### Stated problem
Extract every line of the records below that contains the string "underwater", treating uppercase and lowercase letters as different.

━━ Record extracts

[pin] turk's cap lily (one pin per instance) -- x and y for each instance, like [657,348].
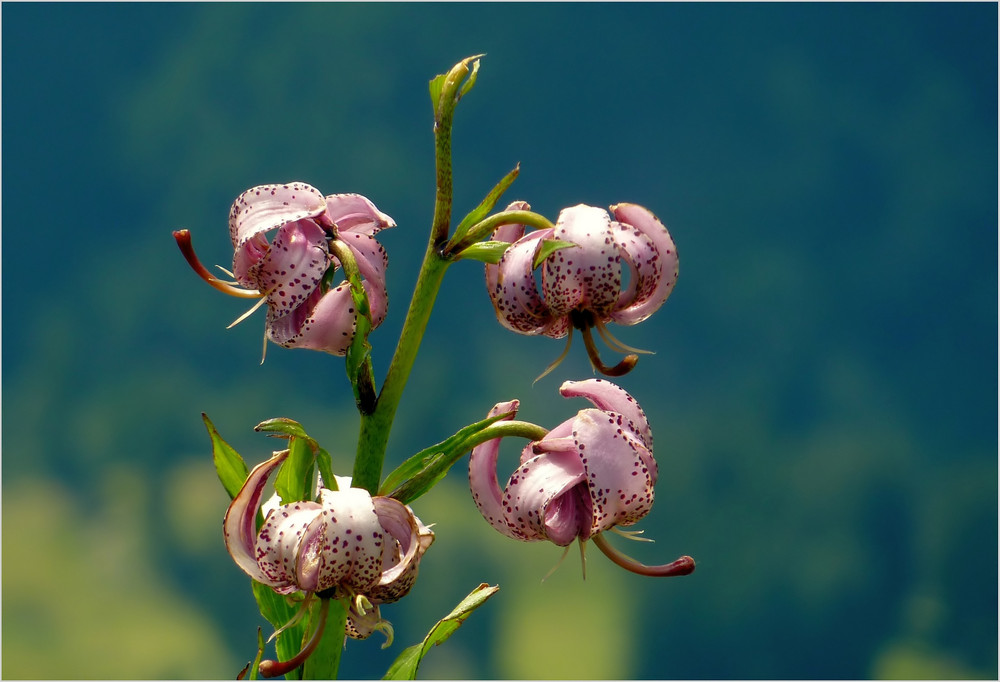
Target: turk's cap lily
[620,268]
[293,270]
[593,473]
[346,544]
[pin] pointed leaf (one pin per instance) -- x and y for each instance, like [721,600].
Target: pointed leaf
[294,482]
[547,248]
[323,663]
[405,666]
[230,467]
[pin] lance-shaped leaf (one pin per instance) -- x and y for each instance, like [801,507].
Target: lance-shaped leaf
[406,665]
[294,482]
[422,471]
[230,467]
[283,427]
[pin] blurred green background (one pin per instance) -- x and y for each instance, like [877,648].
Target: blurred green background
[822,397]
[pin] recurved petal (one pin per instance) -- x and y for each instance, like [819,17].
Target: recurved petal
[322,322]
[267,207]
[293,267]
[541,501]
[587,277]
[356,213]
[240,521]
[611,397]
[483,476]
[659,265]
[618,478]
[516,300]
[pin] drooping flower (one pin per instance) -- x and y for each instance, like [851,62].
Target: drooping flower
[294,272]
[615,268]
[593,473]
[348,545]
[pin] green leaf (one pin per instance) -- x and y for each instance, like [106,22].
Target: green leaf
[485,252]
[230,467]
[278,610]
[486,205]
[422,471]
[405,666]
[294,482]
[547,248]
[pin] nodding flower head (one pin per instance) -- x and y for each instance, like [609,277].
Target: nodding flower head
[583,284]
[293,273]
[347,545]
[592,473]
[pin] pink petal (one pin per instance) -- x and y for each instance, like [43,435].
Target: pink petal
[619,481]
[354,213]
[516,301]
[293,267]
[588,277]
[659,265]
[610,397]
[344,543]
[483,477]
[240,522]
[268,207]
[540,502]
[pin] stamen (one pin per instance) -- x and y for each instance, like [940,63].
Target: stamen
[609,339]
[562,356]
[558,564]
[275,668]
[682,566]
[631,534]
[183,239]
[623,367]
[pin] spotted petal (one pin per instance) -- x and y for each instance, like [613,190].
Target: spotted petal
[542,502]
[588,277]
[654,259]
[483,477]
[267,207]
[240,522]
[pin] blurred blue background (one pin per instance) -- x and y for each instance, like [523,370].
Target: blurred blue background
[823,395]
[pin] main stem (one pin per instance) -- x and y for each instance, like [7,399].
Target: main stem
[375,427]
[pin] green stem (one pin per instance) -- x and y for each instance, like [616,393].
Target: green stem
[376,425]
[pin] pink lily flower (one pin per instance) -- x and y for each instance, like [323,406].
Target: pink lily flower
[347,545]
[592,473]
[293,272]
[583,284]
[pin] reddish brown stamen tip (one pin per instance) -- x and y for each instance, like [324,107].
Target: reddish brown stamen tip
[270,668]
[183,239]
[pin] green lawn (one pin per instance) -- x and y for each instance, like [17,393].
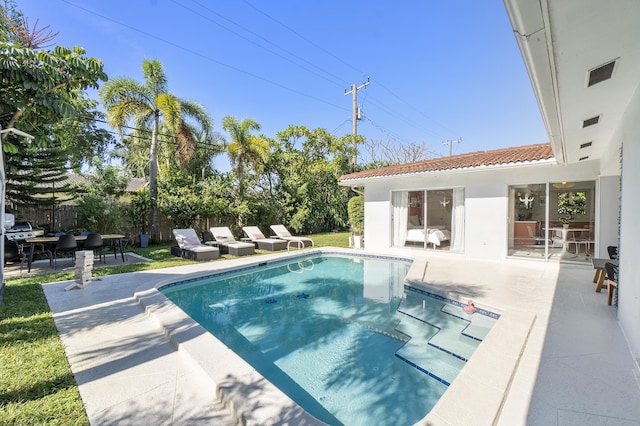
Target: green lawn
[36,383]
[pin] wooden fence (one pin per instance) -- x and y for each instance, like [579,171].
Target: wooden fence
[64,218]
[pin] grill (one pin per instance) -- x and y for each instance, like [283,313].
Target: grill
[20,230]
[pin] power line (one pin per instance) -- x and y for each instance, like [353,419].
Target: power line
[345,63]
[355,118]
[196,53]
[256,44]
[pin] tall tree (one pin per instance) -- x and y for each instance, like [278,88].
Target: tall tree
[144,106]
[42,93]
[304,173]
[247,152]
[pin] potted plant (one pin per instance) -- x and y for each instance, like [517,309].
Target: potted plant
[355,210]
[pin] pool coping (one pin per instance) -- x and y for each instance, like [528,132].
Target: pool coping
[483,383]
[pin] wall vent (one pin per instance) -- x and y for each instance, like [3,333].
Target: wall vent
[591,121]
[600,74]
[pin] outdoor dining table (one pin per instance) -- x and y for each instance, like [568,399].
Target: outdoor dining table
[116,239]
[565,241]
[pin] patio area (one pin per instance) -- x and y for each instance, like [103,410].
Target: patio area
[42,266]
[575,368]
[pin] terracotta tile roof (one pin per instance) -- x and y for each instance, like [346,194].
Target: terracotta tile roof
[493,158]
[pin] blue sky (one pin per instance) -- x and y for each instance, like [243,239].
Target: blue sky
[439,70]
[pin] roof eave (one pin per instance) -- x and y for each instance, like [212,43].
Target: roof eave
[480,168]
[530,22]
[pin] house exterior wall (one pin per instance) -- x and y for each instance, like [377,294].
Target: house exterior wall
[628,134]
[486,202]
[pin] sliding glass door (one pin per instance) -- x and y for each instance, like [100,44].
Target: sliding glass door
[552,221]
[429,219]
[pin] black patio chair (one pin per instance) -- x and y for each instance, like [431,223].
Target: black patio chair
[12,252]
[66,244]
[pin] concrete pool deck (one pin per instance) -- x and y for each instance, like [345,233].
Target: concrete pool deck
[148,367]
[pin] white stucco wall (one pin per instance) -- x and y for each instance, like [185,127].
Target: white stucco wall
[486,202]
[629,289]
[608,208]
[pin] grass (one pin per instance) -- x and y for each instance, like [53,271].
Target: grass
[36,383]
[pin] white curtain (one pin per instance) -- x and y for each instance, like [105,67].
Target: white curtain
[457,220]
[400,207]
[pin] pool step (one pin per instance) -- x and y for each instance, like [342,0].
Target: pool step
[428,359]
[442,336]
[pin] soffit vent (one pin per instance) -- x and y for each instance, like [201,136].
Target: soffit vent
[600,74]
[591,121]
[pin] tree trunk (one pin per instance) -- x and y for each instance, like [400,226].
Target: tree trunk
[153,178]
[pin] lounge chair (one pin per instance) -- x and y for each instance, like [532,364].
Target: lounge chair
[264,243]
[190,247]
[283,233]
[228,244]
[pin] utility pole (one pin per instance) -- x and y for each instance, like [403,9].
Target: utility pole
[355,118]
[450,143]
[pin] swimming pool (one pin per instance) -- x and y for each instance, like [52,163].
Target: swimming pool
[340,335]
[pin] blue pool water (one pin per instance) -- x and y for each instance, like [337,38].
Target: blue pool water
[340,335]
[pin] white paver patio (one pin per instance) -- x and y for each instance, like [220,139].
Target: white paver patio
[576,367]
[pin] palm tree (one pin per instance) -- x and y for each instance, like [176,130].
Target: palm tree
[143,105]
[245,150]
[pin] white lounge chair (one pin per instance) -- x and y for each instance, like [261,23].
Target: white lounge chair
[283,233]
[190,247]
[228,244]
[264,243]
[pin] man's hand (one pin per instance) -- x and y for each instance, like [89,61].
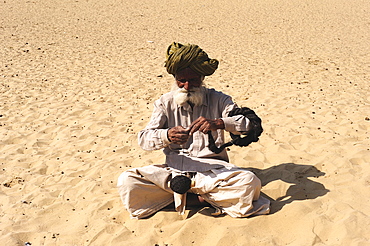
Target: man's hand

━━━━
━━ Record extracts

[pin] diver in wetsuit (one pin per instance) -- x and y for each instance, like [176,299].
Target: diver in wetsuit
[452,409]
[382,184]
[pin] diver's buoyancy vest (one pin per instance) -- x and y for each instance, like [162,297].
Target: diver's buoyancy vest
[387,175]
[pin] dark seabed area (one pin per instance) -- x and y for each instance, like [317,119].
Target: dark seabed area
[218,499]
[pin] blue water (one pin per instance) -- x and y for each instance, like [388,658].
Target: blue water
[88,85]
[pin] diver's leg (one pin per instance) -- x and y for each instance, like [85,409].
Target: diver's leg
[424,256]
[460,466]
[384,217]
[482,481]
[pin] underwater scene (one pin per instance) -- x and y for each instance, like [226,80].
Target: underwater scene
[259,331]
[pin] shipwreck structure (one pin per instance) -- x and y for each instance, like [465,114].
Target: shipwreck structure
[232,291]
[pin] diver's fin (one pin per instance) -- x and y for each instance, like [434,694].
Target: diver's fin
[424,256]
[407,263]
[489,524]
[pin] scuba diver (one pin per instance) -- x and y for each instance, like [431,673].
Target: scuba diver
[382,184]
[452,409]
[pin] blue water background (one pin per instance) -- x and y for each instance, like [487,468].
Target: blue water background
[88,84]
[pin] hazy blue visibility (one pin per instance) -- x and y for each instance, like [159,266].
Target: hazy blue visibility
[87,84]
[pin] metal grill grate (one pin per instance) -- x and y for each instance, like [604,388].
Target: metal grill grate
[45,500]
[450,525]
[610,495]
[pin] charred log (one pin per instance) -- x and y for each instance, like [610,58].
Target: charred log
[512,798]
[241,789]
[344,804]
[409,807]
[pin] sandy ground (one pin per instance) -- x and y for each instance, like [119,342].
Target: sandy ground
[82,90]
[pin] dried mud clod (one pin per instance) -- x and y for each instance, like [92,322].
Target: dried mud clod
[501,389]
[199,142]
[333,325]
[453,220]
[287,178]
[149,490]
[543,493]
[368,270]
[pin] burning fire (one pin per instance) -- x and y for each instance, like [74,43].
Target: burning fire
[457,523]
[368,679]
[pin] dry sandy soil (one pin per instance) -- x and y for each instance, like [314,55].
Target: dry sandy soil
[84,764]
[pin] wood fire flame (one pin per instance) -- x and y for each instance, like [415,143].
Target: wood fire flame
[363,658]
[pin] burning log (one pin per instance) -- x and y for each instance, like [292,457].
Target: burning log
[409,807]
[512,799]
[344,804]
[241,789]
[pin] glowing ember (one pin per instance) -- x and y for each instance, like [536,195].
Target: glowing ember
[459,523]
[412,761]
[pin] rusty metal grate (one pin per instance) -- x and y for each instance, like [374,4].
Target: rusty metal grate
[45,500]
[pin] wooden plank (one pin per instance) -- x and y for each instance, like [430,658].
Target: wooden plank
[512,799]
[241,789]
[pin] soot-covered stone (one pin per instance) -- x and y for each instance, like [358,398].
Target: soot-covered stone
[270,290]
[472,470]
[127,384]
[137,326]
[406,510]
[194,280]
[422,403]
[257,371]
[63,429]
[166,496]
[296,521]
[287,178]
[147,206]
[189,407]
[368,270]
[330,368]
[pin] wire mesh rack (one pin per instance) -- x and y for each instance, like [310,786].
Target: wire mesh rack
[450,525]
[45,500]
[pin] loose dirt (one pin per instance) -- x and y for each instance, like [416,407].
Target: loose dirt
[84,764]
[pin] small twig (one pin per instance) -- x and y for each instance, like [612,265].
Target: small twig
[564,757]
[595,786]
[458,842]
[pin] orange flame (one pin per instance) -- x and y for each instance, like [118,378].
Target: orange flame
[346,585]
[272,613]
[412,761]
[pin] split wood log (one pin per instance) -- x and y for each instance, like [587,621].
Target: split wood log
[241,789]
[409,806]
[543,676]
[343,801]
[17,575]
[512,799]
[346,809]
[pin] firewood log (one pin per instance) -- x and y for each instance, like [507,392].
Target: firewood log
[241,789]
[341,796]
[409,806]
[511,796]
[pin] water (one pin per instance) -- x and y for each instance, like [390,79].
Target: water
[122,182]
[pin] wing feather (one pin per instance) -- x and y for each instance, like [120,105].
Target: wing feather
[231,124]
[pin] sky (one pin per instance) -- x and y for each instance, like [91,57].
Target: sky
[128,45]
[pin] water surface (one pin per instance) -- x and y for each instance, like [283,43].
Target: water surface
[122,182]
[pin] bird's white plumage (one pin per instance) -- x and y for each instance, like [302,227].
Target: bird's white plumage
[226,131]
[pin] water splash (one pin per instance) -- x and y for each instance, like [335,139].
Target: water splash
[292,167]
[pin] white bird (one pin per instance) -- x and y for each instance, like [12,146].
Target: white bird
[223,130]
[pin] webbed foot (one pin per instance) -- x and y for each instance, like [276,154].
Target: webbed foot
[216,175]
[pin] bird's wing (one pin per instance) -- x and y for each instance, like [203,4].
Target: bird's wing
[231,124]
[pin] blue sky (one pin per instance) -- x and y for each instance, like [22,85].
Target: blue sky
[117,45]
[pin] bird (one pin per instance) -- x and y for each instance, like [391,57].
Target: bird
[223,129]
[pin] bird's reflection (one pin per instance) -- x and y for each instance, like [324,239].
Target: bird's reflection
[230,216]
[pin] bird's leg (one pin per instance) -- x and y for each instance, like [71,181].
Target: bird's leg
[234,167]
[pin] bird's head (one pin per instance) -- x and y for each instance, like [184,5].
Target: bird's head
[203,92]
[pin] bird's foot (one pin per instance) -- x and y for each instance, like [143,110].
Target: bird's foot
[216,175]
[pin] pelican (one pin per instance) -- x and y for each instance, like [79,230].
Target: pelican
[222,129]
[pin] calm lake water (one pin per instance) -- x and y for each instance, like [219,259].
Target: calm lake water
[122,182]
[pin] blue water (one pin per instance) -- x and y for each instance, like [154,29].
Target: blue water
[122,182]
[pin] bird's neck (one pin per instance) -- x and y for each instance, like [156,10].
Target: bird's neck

━━━━

### Full output
[pin] underwater scene (one pin per instance) -- x and y for each instance, like [226,80].
Target: underwater scene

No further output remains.